• [EXERCISE TASKS]
**1)** Summarize the biography below in two sentences.
**2)** Reproduce the portion of the biography below starting at "Kholisile Dhliwayo, NCARB, ARBV, NSWARB, Principal" and ending at "and Victoria, Australia.".

• [EXERCISE PASSAGE]
========

Kholisile Dhliwayo, NCARB, ARBV, NSWARB, Principal Architect, Culture as Creative; Curator, afrOURban; Curator, Black Diasporas, is an African-Australian creative working between Naarm-Melbourne and Manahatta-NYC. His work explores the symbiotic relationship between diasporic cultures and the built environment. His research and practice focus on modalities and frameworks that affirm community agency in place and space making. Dhliwayo works across multiple disciplines, including oral narrative, filmmaking, exhibition, interior design, the built environment, and mapping. He is in the final year of the Master of Design Studies research program at the Harvard Graduate School of Design. He is a registered architect in the District of Columbia and Connecticut State, as well as New South Wales and Victoria, Australia.

========

• [EXTRACTED INFORMATION]

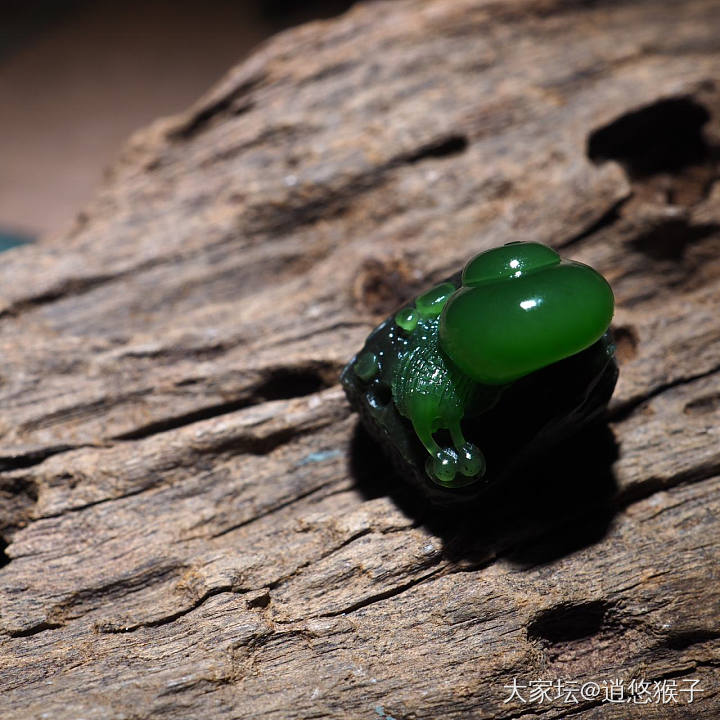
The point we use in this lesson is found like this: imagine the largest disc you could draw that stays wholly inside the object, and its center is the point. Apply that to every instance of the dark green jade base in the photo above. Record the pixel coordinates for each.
(484, 371)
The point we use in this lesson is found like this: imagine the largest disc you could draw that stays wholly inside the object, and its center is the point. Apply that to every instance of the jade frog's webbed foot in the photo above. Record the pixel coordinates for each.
(453, 467)
(429, 391)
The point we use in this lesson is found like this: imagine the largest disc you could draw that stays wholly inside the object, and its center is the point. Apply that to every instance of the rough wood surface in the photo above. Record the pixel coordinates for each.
(195, 526)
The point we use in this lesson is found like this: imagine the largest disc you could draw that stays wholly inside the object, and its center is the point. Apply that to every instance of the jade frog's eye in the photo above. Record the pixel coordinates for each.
(520, 309)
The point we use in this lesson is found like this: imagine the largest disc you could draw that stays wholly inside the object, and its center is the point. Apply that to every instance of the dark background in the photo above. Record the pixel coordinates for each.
(78, 77)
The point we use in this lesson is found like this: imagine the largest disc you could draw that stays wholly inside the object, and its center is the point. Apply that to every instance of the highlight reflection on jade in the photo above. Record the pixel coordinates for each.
(458, 347)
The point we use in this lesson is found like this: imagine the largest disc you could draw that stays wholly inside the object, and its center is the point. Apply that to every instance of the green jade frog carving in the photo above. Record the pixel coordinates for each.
(454, 352)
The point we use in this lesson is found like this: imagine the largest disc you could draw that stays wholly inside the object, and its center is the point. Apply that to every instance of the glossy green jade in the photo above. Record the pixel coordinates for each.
(449, 356)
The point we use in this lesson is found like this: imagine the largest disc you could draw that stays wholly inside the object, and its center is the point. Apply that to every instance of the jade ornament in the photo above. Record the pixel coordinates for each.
(517, 318)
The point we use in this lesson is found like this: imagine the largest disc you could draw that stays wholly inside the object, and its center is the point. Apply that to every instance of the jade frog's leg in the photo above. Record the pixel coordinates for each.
(435, 396)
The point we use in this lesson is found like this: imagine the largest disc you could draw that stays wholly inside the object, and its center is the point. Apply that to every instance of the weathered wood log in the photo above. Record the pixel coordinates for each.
(195, 525)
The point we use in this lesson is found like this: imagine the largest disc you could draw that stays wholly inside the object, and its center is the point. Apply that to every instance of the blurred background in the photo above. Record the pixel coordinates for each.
(77, 77)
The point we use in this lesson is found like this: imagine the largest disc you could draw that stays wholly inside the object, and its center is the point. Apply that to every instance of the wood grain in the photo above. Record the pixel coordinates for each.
(195, 525)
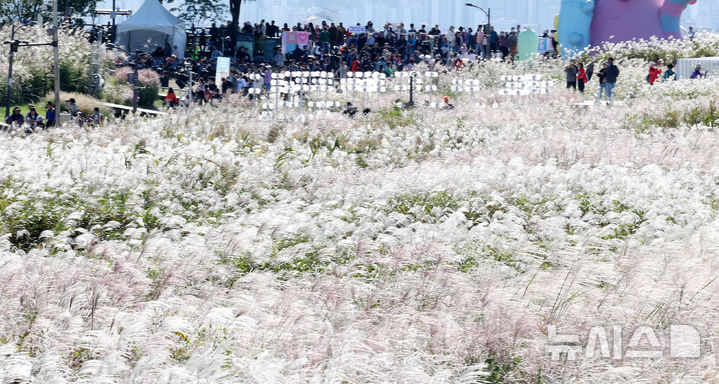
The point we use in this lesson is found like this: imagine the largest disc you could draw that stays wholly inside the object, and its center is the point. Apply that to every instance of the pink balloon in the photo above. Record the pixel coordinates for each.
(624, 20)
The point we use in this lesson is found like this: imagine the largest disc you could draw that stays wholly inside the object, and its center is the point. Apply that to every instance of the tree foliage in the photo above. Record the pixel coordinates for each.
(15, 10)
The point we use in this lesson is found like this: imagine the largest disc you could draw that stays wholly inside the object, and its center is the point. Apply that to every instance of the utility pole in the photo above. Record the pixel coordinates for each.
(112, 14)
(13, 49)
(56, 55)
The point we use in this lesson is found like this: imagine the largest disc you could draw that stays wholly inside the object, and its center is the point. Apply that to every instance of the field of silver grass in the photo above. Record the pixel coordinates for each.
(418, 246)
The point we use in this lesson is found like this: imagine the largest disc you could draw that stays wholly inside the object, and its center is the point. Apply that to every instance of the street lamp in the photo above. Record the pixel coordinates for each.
(134, 74)
(14, 45)
(488, 12)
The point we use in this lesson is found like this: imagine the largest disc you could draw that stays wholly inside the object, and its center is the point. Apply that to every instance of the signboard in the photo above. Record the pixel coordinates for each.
(247, 41)
(358, 29)
(545, 45)
(291, 40)
(685, 67)
(222, 71)
(270, 45)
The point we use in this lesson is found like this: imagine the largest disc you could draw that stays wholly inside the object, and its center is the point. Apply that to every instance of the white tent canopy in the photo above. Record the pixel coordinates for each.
(150, 27)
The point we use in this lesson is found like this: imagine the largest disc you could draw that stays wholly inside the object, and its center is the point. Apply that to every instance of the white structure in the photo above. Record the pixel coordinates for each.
(151, 27)
(685, 67)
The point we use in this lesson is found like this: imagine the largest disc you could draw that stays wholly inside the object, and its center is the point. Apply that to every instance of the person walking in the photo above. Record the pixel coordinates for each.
(49, 115)
(611, 77)
(571, 71)
(654, 73)
(602, 75)
(581, 77)
(669, 73)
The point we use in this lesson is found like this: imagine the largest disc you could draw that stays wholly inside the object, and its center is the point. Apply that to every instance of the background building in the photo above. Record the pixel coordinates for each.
(505, 13)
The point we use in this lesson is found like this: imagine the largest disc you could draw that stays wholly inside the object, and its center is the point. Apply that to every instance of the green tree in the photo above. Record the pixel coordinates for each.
(200, 12)
(213, 8)
(15, 10)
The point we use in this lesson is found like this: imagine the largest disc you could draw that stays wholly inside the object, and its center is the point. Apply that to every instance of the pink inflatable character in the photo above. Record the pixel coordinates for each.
(624, 20)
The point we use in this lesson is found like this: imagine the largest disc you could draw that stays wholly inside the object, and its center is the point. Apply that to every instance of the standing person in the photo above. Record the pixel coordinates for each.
(602, 75)
(504, 44)
(268, 78)
(654, 73)
(697, 74)
(326, 38)
(669, 73)
(171, 98)
(481, 44)
(493, 39)
(49, 115)
(97, 117)
(33, 119)
(15, 118)
(513, 41)
(571, 71)
(612, 75)
(581, 77)
(72, 107)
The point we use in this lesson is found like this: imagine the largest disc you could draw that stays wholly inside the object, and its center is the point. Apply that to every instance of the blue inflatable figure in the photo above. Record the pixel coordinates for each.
(575, 19)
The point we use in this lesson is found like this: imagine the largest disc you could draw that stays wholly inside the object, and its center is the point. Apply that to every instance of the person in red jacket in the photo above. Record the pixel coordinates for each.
(654, 73)
(171, 98)
(581, 77)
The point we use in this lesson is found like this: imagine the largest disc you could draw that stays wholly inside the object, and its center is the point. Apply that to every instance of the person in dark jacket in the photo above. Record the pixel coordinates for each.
(611, 77)
(15, 118)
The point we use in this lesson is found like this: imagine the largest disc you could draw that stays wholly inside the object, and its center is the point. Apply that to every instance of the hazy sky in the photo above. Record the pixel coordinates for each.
(538, 13)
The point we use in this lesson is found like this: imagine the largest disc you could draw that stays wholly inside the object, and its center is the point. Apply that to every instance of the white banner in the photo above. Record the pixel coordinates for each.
(222, 71)
(358, 29)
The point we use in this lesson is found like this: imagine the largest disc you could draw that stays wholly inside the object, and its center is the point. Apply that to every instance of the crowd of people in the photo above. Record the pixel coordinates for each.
(331, 47)
(33, 120)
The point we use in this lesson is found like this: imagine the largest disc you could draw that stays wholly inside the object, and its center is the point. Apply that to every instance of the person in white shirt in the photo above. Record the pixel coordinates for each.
(215, 54)
(241, 84)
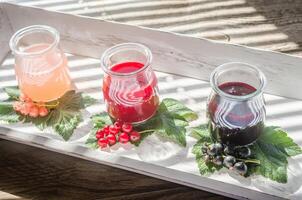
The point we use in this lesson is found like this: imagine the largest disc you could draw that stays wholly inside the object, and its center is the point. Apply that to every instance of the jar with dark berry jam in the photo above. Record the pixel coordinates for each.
(236, 106)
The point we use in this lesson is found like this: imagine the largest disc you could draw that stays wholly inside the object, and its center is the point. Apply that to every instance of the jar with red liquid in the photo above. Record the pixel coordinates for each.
(236, 106)
(129, 85)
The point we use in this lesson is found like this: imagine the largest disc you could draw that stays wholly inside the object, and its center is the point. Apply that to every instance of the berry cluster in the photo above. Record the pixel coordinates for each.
(27, 107)
(117, 132)
(233, 158)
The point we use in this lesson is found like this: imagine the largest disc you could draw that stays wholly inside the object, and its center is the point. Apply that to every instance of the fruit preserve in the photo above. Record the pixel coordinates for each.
(236, 107)
(129, 84)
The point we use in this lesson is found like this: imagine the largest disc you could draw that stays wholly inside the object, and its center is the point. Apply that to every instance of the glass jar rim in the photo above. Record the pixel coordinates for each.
(215, 86)
(122, 47)
(32, 29)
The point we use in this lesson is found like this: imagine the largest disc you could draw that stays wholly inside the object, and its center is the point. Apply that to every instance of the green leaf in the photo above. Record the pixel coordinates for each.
(88, 101)
(13, 92)
(64, 118)
(272, 149)
(99, 121)
(7, 113)
(170, 120)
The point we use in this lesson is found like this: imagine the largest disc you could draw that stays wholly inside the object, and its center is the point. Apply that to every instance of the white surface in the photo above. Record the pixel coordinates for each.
(182, 55)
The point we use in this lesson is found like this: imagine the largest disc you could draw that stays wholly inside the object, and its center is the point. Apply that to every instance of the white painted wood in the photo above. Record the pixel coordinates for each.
(5, 33)
(136, 166)
(173, 53)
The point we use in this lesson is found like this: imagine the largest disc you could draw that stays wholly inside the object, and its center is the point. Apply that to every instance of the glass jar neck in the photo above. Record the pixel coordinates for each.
(131, 53)
(34, 41)
(240, 76)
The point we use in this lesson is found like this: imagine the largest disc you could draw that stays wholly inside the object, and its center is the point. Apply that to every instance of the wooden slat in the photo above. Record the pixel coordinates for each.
(173, 53)
(5, 33)
(28, 172)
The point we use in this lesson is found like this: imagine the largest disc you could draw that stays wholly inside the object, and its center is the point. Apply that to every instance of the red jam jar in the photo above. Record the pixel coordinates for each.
(129, 85)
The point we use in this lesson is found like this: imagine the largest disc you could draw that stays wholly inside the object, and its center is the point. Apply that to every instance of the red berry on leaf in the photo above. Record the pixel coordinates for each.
(135, 136)
(111, 139)
(103, 142)
(118, 125)
(113, 129)
(127, 127)
(106, 127)
(123, 137)
(99, 134)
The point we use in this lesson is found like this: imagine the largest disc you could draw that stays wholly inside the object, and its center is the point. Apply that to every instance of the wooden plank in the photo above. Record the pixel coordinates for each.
(5, 33)
(149, 169)
(192, 178)
(173, 53)
(28, 172)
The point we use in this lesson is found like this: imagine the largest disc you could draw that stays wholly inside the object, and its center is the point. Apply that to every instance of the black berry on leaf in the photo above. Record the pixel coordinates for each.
(229, 161)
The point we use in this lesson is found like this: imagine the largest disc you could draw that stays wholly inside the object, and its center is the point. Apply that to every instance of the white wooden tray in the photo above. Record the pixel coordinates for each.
(190, 60)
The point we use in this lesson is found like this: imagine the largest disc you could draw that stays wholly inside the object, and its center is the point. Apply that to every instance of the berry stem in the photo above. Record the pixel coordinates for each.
(249, 161)
(147, 131)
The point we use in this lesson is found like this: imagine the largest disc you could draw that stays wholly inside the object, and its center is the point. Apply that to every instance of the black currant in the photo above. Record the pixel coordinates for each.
(218, 160)
(229, 161)
(228, 150)
(243, 152)
(240, 168)
(212, 150)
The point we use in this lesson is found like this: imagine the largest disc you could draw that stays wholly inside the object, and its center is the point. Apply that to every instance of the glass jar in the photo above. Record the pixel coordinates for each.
(236, 106)
(40, 65)
(129, 85)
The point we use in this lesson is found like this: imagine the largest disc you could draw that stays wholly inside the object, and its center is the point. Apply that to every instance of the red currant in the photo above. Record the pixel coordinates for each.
(99, 134)
(127, 127)
(118, 125)
(106, 127)
(103, 142)
(111, 139)
(135, 136)
(113, 129)
(106, 131)
(123, 138)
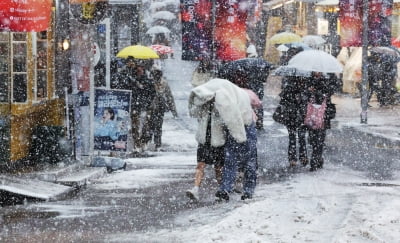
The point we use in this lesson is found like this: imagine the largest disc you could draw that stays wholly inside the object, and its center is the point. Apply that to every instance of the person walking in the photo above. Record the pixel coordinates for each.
(207, 154)
(291, 112)
(162, 102)
(232, 125)
(143, 93)
(319, 91)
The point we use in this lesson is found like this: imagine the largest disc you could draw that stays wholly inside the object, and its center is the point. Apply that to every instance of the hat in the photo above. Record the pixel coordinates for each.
(156, 67)
(251, 51)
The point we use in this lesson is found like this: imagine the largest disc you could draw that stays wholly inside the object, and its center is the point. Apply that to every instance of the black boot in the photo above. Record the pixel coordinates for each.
(221, 196)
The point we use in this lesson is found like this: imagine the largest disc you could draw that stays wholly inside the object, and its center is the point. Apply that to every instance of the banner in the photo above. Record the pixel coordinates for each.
(25, 15)
(350, 16)
(86, 1)
(379, 24)
(197, 28)
(230, 28)
(112, 119)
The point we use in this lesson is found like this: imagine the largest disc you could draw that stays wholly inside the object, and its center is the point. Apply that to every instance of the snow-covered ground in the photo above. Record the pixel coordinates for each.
(335, 204)
(332, 205)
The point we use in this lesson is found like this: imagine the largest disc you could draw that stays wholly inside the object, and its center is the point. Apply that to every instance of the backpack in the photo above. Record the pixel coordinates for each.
(315, 115)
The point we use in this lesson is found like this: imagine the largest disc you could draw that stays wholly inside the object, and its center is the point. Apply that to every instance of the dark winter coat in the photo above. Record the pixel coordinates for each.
(322, 88)
(297, 91)
(291, 109)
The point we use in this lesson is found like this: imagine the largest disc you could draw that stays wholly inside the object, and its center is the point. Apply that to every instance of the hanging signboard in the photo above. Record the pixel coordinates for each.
(230, 29)
(228, 32)
(350, 16)
(25, 15)
(379, 24)
(89, 12)
(112, 119)
(86, 1)
(196, 29)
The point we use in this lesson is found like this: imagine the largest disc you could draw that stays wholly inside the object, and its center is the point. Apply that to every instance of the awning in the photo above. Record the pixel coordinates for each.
(279, 3)
(336, 2)
(24, 16)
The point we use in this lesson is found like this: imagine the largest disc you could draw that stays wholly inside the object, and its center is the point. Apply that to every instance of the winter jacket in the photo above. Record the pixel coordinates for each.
(231, 110)
(298, 91)
(199, 78)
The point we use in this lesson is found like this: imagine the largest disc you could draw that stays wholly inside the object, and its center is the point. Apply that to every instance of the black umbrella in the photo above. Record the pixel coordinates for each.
(255, 69)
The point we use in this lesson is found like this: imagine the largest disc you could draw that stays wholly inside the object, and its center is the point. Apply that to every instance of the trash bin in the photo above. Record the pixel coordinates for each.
(49, 145)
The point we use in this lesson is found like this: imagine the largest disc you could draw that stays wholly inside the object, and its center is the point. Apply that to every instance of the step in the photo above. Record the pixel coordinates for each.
(33, 188)
(81, 177)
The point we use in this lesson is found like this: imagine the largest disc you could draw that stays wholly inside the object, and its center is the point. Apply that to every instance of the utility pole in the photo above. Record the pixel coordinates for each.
(364, 71)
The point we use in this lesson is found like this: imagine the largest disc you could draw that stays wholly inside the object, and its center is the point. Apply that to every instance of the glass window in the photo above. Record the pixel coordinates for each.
(4, 70)
(19, 88)
(41, 84)
(19, 67)
(3, 87)
(41, 65)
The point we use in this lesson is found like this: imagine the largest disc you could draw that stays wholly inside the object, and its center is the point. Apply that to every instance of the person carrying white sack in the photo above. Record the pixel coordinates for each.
(232, 126)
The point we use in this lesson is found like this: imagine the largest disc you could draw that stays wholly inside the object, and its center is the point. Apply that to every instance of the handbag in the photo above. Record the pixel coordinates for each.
(279, 115)
(315, 115)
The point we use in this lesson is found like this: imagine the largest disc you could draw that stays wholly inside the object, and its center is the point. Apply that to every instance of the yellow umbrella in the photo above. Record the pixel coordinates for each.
(138, 51)
(284, 37)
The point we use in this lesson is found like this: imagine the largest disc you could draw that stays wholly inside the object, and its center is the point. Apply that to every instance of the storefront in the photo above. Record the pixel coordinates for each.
(27, 89)
(288, 15)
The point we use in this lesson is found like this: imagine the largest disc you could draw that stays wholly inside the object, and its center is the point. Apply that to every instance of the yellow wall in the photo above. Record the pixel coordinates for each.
(26, 118)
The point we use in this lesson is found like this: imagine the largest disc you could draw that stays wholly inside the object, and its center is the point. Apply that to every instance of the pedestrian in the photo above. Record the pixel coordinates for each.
(202, 73)
(231, 126)
(207, 154)
(143, 93)
(106, 131)
(320, 88)
(251, 50)
(163, 102)
(382, 73)
(290, 112)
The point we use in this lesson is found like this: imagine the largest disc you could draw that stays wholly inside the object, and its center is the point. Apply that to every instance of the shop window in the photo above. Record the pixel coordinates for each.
(19, 67)
(4, 70)
(41, 65)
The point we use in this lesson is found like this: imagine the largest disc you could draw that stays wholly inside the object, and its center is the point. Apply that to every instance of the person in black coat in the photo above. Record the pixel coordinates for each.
(291, 112)
(319, 89)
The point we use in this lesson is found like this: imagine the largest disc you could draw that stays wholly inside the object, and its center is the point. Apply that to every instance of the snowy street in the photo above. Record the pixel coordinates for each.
(355, 198)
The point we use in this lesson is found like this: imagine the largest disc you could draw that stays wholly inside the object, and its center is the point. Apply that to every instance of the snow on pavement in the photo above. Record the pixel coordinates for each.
(332, 205)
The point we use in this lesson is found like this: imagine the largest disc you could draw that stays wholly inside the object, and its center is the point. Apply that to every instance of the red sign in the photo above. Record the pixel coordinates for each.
(25, 15)
(350, 15)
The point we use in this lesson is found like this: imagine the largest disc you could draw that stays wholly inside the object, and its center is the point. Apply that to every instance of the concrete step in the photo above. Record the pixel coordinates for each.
(81, 177)
(31, 188)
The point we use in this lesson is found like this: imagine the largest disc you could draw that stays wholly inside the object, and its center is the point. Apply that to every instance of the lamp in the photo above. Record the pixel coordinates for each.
(65, 44)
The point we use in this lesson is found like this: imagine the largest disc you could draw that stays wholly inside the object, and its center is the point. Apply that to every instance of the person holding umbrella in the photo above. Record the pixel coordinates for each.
(227, 110)
(291, 112)
(320, 88)
(143, 93)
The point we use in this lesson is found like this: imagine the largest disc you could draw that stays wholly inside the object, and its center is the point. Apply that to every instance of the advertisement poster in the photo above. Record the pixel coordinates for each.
(196, 29)
(112, 119)
(350, 16)
(230, 29)
(379, 24)
(25, 15)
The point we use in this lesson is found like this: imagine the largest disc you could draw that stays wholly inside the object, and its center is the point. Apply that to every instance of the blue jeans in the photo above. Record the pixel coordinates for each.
(243, 155)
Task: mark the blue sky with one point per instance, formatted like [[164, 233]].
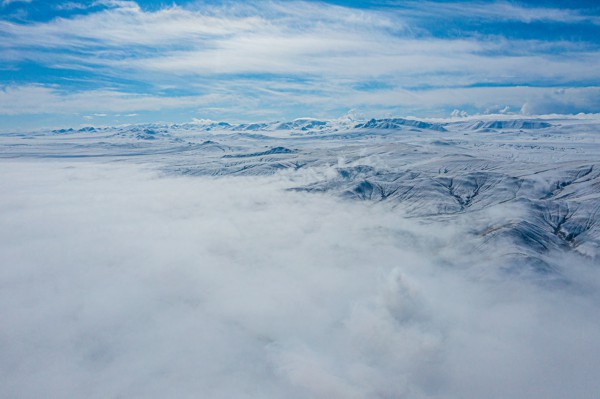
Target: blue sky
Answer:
[[72, 63]]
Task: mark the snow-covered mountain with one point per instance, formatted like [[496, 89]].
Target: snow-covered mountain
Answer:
[[455, 170]]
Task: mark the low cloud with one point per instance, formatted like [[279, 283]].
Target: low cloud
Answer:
[[122, 281]]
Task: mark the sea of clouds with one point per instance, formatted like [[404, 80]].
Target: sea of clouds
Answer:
[[117, 280]]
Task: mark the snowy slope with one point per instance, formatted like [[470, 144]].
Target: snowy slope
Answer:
[[456, 172]]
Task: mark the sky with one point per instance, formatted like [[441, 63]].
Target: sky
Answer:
[[107, 62]]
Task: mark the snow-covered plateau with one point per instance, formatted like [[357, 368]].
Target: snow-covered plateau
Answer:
[[386, 258]]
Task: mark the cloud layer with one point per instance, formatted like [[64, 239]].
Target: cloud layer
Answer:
[[316, 58], [118, 281]]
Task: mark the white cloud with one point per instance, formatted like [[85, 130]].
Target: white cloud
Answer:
[[325, 52], [501, 11], [7, 2], [118, 281]]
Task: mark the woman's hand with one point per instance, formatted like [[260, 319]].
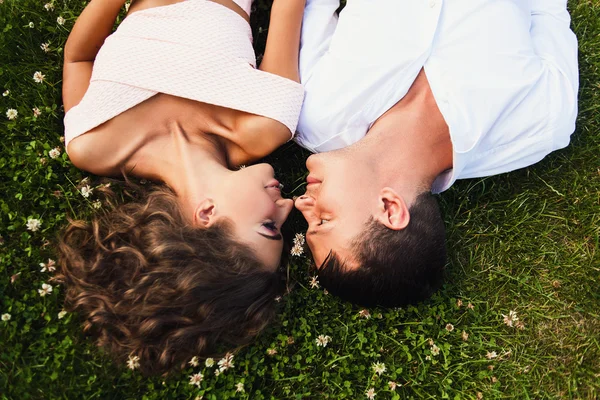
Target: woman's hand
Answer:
[[283, 39], [91, 29]]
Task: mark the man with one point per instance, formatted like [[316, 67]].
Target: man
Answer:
[[406, 96]]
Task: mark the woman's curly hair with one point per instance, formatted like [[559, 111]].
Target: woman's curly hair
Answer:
[[151, 285]]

========

• [LIST OF SOLUTIONS]
**1)** Kholisile Dhliwayo is an African-Australian creative and registered architect working between Naarm-Melbourne and Manahatta-NYC, whose work explores the relationship between diasporic cultures and the built environment and focuses on affirming community agency in place and space making. He works across disciplines including oral narrative, filmmaking, exhibition, interior design, and mapping, and he is in the final year of the Master of Design Studies research program at the Harvard Graduate School of Design.

**2)**
Kholisile Dhliwayo, NCARB, ARBV, NSWARB, Principal Architect, Culture as Creative; Curator, afrOURban; Curator, Black Diasporas, is an African-Australian creative working between Naarm-Melbourne and Manahatta-NYC. His work explores the symbiotic relationship between diasporic cultures and the built environment. His research and practice focus on modalities and frameworks that affirm community agency in place and space making. Dhliwayo works across multiple disciplines, including oral narrative, filmmaking, exhibition, interior design, the built environment, and mapping. He is in the final year of the Master of Design Studies research program at the Harvard Graduate School of Design. He is a registered architect in the District of Columbia and Connecticut State, as well as New South Wales and Victoria, Australia.